# Fiat Punto - Potential Project



## mmw109 (May 28, 2010)

Based on the low response rate, I guess not many people have experience with this generation of Fiats.

Perhaps people could still help me with my basic questions.

1. CVT gearboxes : Has anyone used these in EV conversions before and with what success ?
2. ECU : Can the original car's ECU be kept on (to keep running all remaining systems such as auto, ABS/ABD, mileage ...).

(This "Continuously Variable Gearbox" gearbox is essentially two conical pulleys with a belt between them I think. The belt just gets slid along to change the ratio in a 'continuous' - manner. These boxes are not able to handle very high torque due to potanetial slippage, but on small cars like the punto, I've found it to work very well).


----------



## Woodsmith (Jun 5, 2008)

In terms of the ECU, keep everything. You wouldn't want to find some systems stop working because a sensor or a bit of loom is missing.

The CVT may or may not be a problem.
They are usually designed to adjust ratios to suit the torque/power curve of the original ICE and may not take to the output of the motor as well. It might not be able to cope with full torque at zero, or very low rpm.

Also, to keep a series motor efficent it would prefer to run at its maximum rpm but there is no torque there. Again the CVT might not cope with that either.

There is a thread in Tech about using automatic transmissions. Reading that may give you some insight that might help your decisions on using the CVT.

- _PROVIDED INFORMATION_
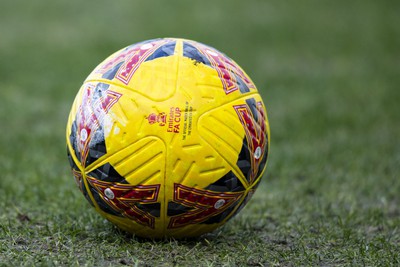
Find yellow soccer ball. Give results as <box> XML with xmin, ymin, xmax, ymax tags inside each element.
<box><xmin>66</xmin><ymin>38</ymin><xmax>270</xmax><ymax>238</ymax></box>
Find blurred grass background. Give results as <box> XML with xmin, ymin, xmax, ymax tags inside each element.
<box><xmin>0</xmin><ymin>0</ymin><xmax>400</xmax><ymax>266</ymax></box>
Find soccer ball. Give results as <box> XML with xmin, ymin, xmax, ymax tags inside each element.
<box><xmin>66</xmin><ymin>38</ymin><xmax>269</xmax><ymax>238</ymax></box>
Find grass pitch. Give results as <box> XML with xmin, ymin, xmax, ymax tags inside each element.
<box><xmin>0</xmin><ymin>0</ymin><xmax>400</xmax><ymax>266</ymax></box>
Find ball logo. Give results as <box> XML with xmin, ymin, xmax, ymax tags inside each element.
<box><xmin>146</xmin><ymin>107</ymin><xmax>182</xmax><ymax>133</ymax></box>
<box><xmin>146</xmin><ymin>112</ymin><xmax>167</xmax><ymax>126</ymax></box>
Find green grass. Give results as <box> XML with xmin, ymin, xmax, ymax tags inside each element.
<box><xmin>0</xmin><ymin>0</ymin><xmax>400</xmax><ymax>266</ymax></box>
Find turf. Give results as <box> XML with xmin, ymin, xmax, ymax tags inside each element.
<box><xmin>0</xmin><ymin>0</ymin><xmax>400</xmax><ymax>266</ymax></box>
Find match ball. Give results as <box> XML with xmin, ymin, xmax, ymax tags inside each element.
<box><xmin>66</xmin><ymin>38</ymin><xmax>270</xmax><ymax>238</ymax></box>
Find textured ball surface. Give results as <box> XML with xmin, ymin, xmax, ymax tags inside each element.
<box><xmin>66</xmin><ymin>38</ymin><xmax>269</xmax><ymax>238</ymax></box>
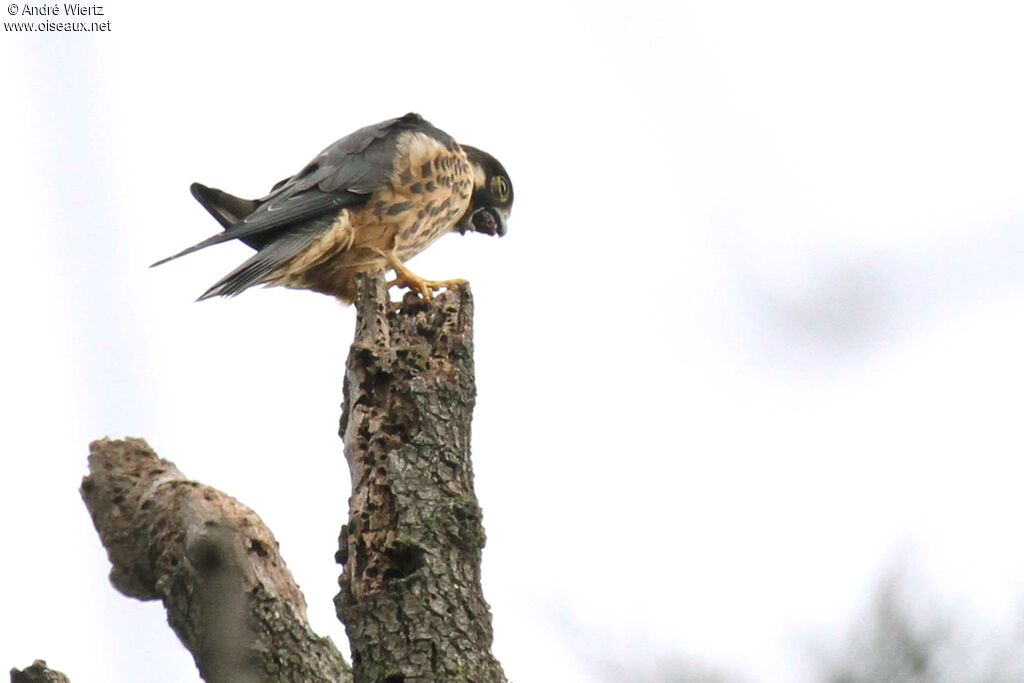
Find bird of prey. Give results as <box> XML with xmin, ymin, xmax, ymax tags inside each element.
<box><xmin>153</xmin><ymin>114</ymin><xmax>512</xmax><ymax>303</ymax></box>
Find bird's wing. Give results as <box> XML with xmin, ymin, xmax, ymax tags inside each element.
<box><xmin>197</xmin><ymin>217</ymin><xmax>332</xmax><ymax>301</ymax></box>
<box><xmin>154</xmin><ymin>114</ymin><xmax>451</xmax><ymax>265</ymax></box>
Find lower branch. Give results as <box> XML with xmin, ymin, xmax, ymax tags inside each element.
<box><xmin>79</xmin><ymin>438</ymin><xmax>351</xmax><ymax>683</ymax></box>
<box><xmin>10</xmin><ymin>659</ymin><xmax>71</xmax><ymax>683</ymax></box>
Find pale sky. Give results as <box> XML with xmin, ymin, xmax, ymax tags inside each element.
<box><xmin>0</xmin><ymin>0</ymin><xmax>1024</xmax><ymax>683</ymax></box>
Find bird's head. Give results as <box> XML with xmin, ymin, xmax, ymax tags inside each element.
<box><xmin>456</xmin><ymin>144</ymin><xmax>512</xmax><ymax>237</ymax></box>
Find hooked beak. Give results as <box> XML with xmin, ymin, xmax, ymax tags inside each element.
<box><xmin>457</xmin><ymin>207</ymin><xmax>509</xmax><ymax>238</ymax></box>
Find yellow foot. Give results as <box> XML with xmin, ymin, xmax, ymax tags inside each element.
<box><xmin>375</xmin><ymin>249</ymin><xmax>466</xmax><ymax>301</ymax></box>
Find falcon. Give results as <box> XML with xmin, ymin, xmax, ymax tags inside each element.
<box><xmin>153</xmin><ymin>114</ymin><xmax>512</xmax><ymax>303</ymax></box>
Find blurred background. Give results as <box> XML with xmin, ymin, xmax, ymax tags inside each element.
<box><xmin>0</xmin><ymin>0</ymin><xmax>1024</xmax><ymax>683</ymax></box>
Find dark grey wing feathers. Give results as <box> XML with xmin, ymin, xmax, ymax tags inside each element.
<box><xmin>197</xmin><ymin>220</ymin><xmax>331</xmax><ymax>301</ymax></box>
<box><xmin>159</xmin><ymin>114</ymin><xmax>455</xmax><ymax>299</ymax></box>
<box><xmin>151</xmin><ymin>191</ymin><xmax>348</xmax><ymax>267</ymax></box>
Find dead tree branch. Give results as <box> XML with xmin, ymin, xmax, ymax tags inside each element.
<box><xmin>10</xmin><ymin>659</ymin><xmax>71</xmax><ymax>683</ymax></box>
<box><xmin>335</xmin><ymin>276</ymin><xmax>505</xmax><ymax>683</ymax></box>
<box><xmin>81</xmin><ymin>438</ymin><xmax>351</xmax><ymax>683</ymax></box>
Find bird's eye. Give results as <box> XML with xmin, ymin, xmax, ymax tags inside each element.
<box><xmin>490</xmin><ymin>175</ymin><xmax>509</xmax><ymax>202</ymax></box>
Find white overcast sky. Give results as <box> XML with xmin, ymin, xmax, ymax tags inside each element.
<box><xmin>0</xmin><ymin>0</ymin><xmax>1024</xmax><ymax>683</ymax></box>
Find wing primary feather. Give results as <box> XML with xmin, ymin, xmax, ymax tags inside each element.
<box><xmin>197</xmin><ymin>221</ymin><xmax>330</xmax><ymax>301</ymax></box>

- _WHAT YOU WILL DO_
In the Fiat Punto forum thread, how does the first post describe what a CVT gearbox is made of? The data stands apart from the Fiat Punto forum thread.

- _THE REPLY_
Two conical pulleys with a belt between them.